Problem description — Please rewrite the lines starting at the one that contains "Each instance of the overcast" and ending at the last line, keeping every request and scaling each coordinate in the answers by 1.35, rounded to the nearest whole number with halves rounded up. Return only those lines.

* START *

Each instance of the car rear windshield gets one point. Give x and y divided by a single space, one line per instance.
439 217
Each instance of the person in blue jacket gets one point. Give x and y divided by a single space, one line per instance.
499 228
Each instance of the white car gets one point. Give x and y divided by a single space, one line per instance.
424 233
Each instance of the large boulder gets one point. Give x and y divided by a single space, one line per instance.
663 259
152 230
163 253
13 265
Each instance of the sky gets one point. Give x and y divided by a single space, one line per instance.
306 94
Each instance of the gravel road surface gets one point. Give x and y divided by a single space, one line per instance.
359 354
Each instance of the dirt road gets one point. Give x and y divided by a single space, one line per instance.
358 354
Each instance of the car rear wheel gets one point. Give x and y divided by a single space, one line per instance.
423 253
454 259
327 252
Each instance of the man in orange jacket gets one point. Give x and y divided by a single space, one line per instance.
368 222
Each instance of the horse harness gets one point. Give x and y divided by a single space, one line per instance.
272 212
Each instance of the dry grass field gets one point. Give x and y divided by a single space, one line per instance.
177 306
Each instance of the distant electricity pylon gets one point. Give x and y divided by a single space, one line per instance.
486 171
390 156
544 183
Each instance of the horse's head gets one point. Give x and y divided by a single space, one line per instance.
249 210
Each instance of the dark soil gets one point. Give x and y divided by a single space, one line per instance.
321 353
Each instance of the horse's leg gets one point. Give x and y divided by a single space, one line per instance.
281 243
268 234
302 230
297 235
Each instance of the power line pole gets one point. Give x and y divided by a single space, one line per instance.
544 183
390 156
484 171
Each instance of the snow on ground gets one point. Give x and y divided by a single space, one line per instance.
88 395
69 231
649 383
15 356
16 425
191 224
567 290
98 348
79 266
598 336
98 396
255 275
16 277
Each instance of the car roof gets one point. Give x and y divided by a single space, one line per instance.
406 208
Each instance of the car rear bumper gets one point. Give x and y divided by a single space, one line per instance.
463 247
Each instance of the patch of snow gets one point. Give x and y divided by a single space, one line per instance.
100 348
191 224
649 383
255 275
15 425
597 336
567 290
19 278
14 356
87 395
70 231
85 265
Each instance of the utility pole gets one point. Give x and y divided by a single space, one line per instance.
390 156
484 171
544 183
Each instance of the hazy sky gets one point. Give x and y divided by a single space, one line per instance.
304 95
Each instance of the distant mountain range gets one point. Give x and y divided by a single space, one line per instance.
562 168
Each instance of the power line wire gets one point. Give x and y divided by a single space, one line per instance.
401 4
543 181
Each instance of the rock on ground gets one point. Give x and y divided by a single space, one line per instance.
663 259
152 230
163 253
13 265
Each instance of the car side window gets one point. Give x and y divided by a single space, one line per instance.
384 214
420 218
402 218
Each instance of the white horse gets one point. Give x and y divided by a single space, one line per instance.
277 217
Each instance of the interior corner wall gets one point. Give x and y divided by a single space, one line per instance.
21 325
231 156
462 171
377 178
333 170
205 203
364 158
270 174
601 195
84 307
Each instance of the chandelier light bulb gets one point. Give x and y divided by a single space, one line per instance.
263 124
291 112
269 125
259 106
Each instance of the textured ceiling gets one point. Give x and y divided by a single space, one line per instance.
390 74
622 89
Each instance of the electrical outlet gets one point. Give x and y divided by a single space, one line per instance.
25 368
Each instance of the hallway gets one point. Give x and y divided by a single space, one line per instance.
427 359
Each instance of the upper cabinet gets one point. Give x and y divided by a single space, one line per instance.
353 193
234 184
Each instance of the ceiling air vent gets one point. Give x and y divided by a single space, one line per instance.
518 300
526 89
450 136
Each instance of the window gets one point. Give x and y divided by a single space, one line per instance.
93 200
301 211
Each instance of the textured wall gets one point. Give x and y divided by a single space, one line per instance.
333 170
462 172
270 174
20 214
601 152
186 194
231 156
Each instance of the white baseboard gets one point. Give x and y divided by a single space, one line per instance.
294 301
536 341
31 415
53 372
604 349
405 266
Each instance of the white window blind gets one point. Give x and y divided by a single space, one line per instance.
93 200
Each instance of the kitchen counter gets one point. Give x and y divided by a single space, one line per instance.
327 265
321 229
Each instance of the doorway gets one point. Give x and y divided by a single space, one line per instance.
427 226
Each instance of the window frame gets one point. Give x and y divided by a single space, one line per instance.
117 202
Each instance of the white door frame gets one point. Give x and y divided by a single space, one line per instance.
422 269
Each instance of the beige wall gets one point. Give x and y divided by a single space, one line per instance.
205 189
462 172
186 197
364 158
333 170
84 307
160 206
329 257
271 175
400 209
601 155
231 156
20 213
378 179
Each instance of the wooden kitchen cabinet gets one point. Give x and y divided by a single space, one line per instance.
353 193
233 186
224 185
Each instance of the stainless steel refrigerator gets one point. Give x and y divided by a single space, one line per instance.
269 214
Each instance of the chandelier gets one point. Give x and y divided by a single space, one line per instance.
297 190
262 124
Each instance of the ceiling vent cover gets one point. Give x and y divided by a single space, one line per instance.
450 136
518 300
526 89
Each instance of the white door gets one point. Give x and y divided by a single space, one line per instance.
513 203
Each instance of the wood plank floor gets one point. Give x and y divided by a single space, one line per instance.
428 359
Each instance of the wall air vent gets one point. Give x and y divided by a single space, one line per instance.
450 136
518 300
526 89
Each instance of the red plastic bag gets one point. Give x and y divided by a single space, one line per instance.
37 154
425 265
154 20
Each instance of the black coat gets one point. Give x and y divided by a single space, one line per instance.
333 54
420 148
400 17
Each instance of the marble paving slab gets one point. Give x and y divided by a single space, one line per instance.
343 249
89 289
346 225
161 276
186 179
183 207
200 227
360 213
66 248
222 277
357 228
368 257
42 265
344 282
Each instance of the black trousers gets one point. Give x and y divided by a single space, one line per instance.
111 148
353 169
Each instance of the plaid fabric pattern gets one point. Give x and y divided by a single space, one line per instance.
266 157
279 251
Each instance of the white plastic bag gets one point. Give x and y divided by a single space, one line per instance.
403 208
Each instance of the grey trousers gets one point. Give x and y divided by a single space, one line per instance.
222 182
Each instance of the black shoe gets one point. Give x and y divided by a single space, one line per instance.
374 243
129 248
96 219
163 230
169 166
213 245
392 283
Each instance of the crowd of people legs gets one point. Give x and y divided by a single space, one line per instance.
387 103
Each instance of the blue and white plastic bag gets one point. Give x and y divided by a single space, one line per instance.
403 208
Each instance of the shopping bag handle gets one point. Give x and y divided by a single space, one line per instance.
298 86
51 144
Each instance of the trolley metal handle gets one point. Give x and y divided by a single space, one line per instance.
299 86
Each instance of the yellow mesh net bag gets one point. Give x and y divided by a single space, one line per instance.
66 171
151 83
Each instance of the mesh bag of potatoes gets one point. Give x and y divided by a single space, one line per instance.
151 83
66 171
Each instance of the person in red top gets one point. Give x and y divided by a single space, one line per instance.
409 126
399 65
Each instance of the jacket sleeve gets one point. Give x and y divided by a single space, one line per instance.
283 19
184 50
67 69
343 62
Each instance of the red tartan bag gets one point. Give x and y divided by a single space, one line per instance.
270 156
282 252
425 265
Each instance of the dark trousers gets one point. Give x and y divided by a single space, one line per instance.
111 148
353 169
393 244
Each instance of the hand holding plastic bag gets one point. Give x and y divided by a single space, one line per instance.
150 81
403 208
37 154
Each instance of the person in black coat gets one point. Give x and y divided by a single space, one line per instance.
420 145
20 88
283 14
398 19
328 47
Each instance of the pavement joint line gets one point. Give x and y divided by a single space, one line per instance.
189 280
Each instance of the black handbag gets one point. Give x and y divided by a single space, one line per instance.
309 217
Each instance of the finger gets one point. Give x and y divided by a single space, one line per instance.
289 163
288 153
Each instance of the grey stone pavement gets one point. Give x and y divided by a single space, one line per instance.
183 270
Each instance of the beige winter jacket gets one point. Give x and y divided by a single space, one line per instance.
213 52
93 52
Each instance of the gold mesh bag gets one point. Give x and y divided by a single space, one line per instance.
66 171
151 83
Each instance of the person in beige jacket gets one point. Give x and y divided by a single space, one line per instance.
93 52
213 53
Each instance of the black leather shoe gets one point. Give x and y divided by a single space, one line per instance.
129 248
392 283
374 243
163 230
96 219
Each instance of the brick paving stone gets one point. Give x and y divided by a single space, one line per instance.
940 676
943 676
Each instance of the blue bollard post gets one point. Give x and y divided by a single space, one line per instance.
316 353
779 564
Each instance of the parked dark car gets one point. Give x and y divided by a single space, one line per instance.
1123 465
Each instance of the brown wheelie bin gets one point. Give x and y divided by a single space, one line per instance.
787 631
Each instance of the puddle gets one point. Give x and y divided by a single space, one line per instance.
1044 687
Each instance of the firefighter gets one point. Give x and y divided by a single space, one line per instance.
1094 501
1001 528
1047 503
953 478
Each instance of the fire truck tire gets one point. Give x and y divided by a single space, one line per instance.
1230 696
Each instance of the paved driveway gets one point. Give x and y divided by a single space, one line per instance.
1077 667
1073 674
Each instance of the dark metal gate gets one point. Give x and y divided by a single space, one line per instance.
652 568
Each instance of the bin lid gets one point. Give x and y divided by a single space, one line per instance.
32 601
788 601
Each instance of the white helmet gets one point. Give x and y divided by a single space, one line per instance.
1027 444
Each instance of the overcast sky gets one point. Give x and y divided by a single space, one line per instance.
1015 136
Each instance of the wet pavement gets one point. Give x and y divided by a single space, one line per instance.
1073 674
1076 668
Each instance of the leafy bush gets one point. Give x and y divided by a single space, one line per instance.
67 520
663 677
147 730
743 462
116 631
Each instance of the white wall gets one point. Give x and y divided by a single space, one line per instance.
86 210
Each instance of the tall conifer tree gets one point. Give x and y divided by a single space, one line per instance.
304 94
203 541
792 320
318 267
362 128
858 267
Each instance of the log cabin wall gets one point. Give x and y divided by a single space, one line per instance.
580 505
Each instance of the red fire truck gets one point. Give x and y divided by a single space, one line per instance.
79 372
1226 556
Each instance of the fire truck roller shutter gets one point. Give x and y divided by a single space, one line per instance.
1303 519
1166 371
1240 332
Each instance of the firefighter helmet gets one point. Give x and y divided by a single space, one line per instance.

* END *

Exercise response —
Each instance of the overcast sky gets one point. Give x and y divided by a single space, one line per instance.
1370 184
Each instance of the wet pavement gets one point. Give x and y divided by a single space, one line per instance.
1449 910
1453 902
Each instance of the leafy bush gets one point. Give x and y divided by a single space, one line per instance.
90 702
895 914
198 986
1003 624
157 852
Each instance of the white wall gets one point. Give x and y divided by a single space, one line per instance.
116 284
Each instance of the tall conifer tree gets one point. Give x and y divided by a single space, one line per instance.
410 127
274 730
1069 432
429 360
489 173
1158 360
Each instance of the log cabin wall gets one point. Give x and y divided by a single space, one line per instance.
783 682
Each instance of the red fire truck gets one point. Give x and y divided by a single space, one line per instance.
107 502
1655 751
Each instance of the fire truck roller shutter gets one point. Give x and y divided by a single space, one line per instance.
1759 701
1574 501
1674 448
Each instance of the firefighter helmet gets one point. Give x and y divided by a single space, one line per instance.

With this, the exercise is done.